Teks yang Diberikan
◇ ◇ ◇ ◇ ◇

Minggu, 01 September 2013

Bermain untuk Generasi Emas

Bermain untuk Generasi Emas
Yuli Anita ;  Guru PAUD, Cerpenis, Komikus,
Telah menulis empat novel anak di penerbit DAR! Mizan 
JAWA POS, 31 Agustus 2013


SAAT weekend seperti ini, banyak keluarga yang pergi ke mal, memborong buku dan mainan, menghadiahkannya kepada anak di rumah. Lalu, orang tua membiarkan mereka mojok, asyik sendiri dengan buku dan mainannya. Anak kadang bermain dengan plastisin. Membentuk miniatur pesawat terbang menurut imajinasinya. Saat memamerkan hasil karyanya, tanggapan orang tua cuma basa-basi, tanpa antusiasme.

Orang tua juga mendaftarkan anak ke sekolah ternama dan melengkapi segala kebutuhan mereka. Saat bertemu mereka sepulang sekolah, kita sering lupa untuk bertanya apa aktivitas mereka di sekolah hari itu. Setelah menyediakan berbagai fasilitas, seolah selesailah tugas sebagai orang tua. Biarkan saja anak bermain sendiri, menikmati buku dan permainannya seorang diri. Mengarungi kegiatannya tanpa teman berbagi cerita.

◇ ◇ ◇ ◇ ◇

Apa saja sebutan profesi yang dicantumkan tepat setelah nama Yuli Anita dalam artikel tentang bermain untuk generasi emas di atas? Sebutkan semuanya.

Cuplikan Data

◇ ◇ ◇ ◇ ◇

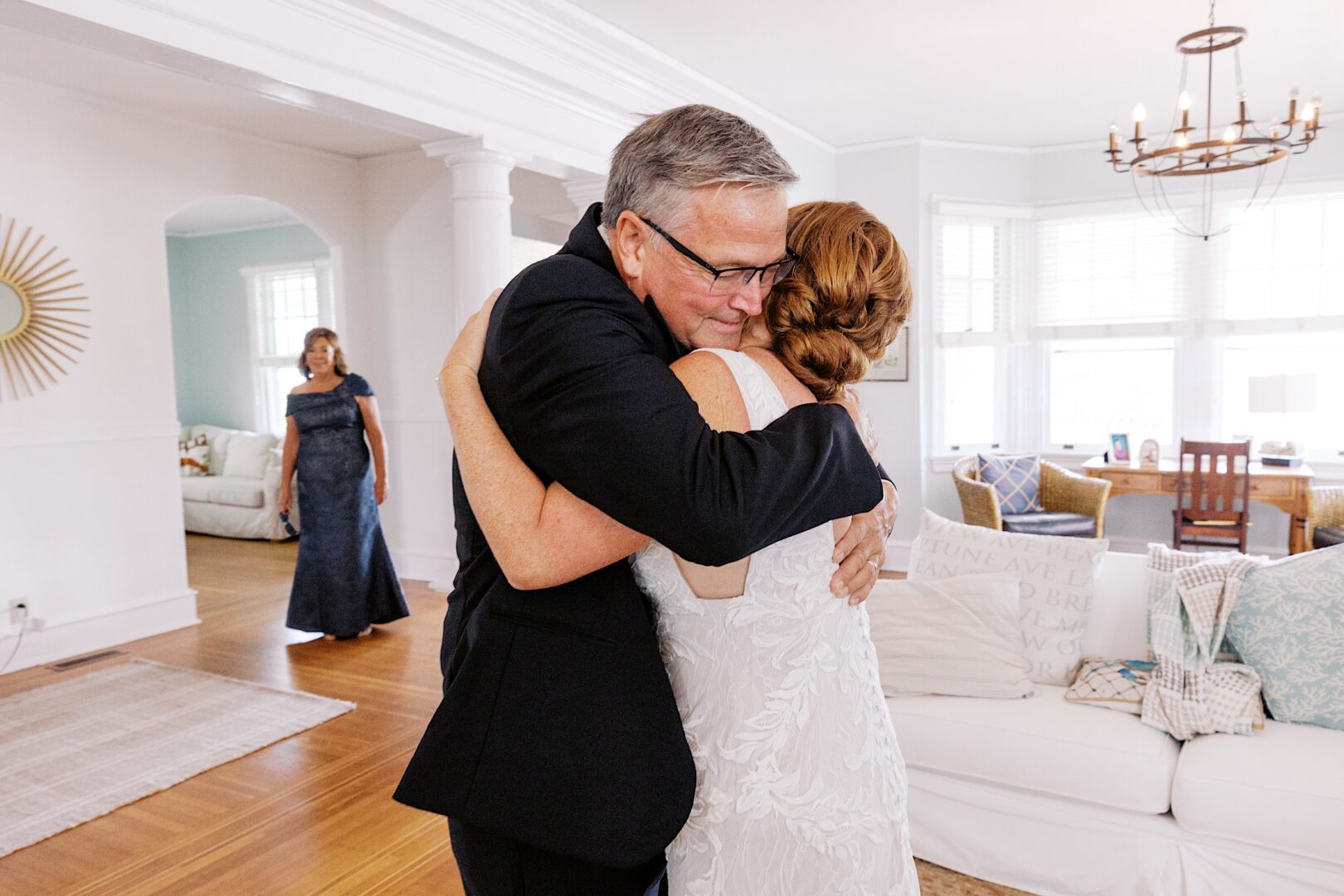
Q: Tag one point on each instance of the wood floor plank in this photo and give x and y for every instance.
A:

◇ ◇ ◇ ◇ ◇

Jawaban Benar
Guru PAUD, Cerpenis, Komikus